╭─ Extract provided

Current Pharmacologic Otoprotective Agents in or Approaching Clinical Trials: How They Elucidate Mechanisms of Noise-Induced Hearing LossCoral Tieu and Kathleen C Campbell*
Southern Illinois University School of Medicine, Illinois, USA
- Corresponding Author:
- Kathleen C Campbell
Southern Illinois University School of Medicine
PO Box 19629, Springfield
IL 62794-9629, Illinois, USA
E-mail: [email protected]
Received date: December 17, 2012; Accepted December 26, 2012; Published date: December 31, 2012
Citation: Tieu C, Campbell KC (2012) Current Pharmacologic Otoprotective Agents in or Approaching Clinical Trials: How They Elucidate Mechanisms of Noise-Induced Hearing Loss. Otolaryngology 3:130. doi:10.4172/2161-119X.1000130
Copyright: © 2012 Tieu C, et al. This is an open-access article distributed under the terms of the Creative Commons Attribution License, which permits unrestricted use, distribution, and reproduction in any medium, provided the original author and source are credited.
Through understanding the underlying mechanisms of noise-induced hearing loss (NIHL), several promising
pharmacologic otoprotective agents are in development. Conversely, the experimental results with these protective agents further elucidate NIHL mechanisms. This article reviews the major classes of otoprotective agents for NIHL that have undergone published peer reviewed clinical trials, or are currently in or approaching FDA approved clinical trials. Both prophylactic and rescue agents are included. The classes of agents include antioxidants, vasodilators, and glucocorticoids. Apoptotic pathway inhibitors are briefly mentioned. For antioxidants, some of the differences in the exact antioxidant mechanisms are included. Protective agents reviewed include D-methionine, N-acetylcysteine, ebselen, ACE Mg, Acuval, CoQ10, molecular hydrogen, magnesium as a single agent, and dexamethasone. The advantages, disadvantages, and state of development are included for each agent. Both safety and efficacy are considered as are considerations for specific patient populations if known. Further, results of animal and clinical trials are briefly described from the published literature.

╰─
╭─ Information supplied

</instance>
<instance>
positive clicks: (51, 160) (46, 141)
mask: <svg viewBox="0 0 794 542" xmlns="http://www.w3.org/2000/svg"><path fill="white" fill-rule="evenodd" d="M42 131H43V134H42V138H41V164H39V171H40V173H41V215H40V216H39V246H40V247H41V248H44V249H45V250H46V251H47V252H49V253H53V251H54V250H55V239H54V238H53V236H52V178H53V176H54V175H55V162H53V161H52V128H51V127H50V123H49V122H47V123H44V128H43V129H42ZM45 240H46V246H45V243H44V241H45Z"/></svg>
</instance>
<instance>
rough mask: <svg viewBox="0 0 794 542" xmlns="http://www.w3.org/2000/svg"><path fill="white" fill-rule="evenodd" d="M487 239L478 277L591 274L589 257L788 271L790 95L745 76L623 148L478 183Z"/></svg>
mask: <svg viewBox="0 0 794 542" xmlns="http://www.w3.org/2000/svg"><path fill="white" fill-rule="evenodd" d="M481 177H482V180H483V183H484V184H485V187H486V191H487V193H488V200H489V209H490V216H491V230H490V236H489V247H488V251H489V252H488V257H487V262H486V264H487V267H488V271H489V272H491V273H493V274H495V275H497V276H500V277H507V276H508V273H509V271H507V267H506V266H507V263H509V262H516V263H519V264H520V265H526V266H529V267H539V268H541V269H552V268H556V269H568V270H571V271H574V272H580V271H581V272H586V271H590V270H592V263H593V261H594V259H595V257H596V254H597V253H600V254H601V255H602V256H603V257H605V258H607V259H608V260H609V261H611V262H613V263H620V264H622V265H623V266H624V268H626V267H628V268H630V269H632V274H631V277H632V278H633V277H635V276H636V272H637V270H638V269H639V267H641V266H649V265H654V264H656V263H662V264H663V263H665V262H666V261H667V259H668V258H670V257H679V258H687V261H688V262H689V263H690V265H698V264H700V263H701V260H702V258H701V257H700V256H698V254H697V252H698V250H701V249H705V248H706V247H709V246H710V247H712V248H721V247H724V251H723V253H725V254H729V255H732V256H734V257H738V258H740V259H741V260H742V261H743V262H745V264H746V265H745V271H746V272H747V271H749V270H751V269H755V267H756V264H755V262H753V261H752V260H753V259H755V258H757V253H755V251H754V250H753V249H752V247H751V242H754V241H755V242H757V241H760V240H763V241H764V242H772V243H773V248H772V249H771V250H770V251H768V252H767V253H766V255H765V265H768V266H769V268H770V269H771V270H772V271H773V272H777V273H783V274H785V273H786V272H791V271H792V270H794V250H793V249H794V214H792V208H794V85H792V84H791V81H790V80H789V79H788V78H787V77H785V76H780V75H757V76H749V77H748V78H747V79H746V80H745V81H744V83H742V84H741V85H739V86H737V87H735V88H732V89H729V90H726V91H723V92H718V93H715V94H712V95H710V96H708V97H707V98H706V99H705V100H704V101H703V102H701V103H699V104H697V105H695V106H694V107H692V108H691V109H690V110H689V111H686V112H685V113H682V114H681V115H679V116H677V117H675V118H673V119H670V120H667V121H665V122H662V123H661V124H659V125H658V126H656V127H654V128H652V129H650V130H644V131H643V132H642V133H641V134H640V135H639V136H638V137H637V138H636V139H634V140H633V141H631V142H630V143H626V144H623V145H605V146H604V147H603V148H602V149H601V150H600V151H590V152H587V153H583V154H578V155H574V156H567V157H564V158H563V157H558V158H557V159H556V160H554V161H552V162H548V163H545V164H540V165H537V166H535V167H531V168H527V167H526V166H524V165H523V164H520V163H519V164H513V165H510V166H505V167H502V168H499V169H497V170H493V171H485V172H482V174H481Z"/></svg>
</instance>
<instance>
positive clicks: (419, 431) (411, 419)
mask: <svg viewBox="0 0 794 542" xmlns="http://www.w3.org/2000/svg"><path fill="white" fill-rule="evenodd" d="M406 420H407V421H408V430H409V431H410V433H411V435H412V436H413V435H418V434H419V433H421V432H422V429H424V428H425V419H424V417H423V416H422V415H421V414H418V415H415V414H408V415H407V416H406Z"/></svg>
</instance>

╰─

### Questions to answer
A: Which classes of agents does the abstract on otoprotective agents for noise-induced hearing loss name?
B: Write the next part of the abstract on otoprotective agents for noise-induced hearing loss, picking up after its final sentence.
The listing is not needed for this work.

### Outputs for the tasks
A: Antioxidants, vasodilators, and glucocorticoids, with apoptotic pathway inhibitors mentioned briefly.

B:
Although no pharmacologic agent is yet approved by the FDA for clinical use to prevent or treat noise induced hearing loss at this time, it is hoped that within the next decade and perhaps within the next few years one or more agents will be available for clinical use. Further it is hoped that through an understanding of the underlying mechanisms and noise-induced hearing loss and otoprotection, even more safe and effective pharmacologic otoprotective agents will be developed.